PROMPT :: Render the entries below as a JSON list of strings with one string per line and no blank lines. Start at the first line containing "TARGET = iron balcony railing" and stop after the line containing "(1206, 524)".

GIVEN RECORDS ::

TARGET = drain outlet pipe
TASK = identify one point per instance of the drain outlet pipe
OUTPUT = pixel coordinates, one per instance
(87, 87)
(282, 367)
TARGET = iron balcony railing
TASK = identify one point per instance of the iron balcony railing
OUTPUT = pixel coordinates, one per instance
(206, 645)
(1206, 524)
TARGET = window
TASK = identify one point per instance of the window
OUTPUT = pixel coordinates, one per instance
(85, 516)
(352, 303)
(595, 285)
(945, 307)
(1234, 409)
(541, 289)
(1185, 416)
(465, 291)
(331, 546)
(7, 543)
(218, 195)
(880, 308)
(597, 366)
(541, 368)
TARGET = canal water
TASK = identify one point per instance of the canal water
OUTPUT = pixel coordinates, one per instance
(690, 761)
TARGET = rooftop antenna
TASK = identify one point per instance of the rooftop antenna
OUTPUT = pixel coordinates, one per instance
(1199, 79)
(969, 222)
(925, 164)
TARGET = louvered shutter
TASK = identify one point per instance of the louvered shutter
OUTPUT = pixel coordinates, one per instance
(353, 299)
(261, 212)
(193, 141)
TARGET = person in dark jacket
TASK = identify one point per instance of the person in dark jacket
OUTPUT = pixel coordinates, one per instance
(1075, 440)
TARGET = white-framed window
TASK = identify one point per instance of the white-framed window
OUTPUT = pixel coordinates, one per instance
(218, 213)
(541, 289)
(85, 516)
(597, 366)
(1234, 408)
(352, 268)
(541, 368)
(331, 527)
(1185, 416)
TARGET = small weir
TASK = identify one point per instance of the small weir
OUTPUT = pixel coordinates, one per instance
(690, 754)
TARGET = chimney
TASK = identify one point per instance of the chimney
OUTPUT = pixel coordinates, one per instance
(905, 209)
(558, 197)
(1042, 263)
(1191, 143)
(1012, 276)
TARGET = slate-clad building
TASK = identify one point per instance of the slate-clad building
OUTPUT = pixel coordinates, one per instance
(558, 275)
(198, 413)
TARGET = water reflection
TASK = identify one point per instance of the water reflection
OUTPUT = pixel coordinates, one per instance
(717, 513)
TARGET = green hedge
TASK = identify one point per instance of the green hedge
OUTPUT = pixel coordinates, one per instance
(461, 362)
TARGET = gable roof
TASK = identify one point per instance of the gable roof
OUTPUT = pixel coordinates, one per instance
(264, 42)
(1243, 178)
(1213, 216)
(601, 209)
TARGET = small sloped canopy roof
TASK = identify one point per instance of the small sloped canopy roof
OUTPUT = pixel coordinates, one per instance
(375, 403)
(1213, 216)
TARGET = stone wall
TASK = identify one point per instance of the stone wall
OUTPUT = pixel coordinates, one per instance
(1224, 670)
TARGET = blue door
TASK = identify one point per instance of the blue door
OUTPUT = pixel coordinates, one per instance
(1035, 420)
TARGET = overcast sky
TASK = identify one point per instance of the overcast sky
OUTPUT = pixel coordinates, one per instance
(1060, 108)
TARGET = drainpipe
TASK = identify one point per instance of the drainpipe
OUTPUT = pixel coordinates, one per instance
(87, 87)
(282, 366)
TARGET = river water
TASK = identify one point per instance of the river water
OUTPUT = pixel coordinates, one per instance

OUTPUT ::
[
  "TARGET = iron balcony railing",
  "TASK = identify one point per instance of the iron balcony railing",
  "OUTPUT = pixel coordinates, one per instance",
  "(206, 645)",
  "(1206, 524)"
]